» Records to use
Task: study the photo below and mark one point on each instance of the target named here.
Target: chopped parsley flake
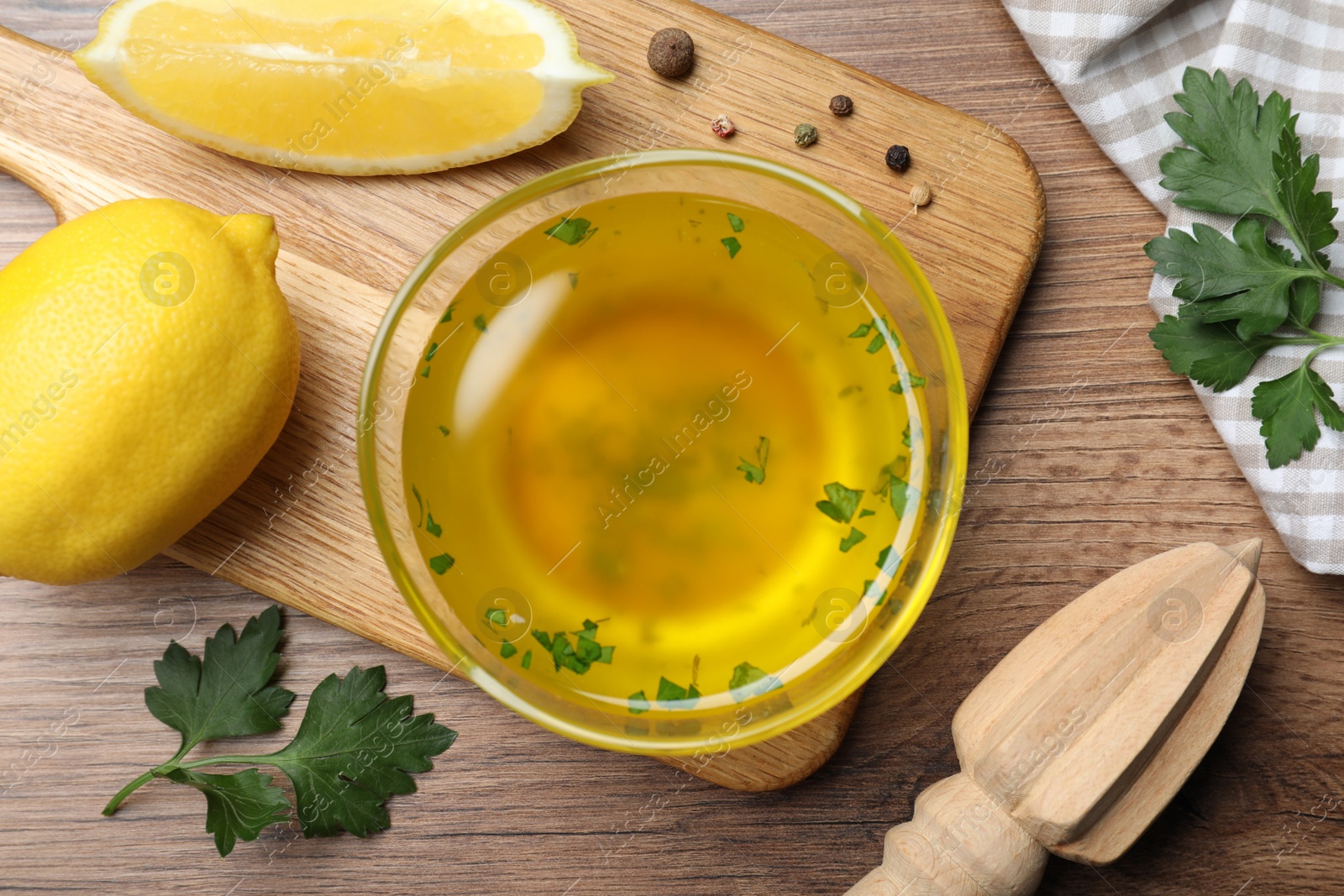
(842, 501)
(571, 230)
(580, 654)
(749, 681)
(674, 696)
(756, 472)
(853, 539)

» What you need to do
Please rewrite every line of the material above, keeping the request lines unchanged and shifting each point by adding 143 to both of its coordinates. Leave the pictures out.

» Response
Task: study the photo below and mark one point on each instance of the target named here.
Target: chopped parsley flake
(985, 644)
(714, 373)
(723, 797)
(892, 824)
(817, 839)
(899, 615)
(996, 682)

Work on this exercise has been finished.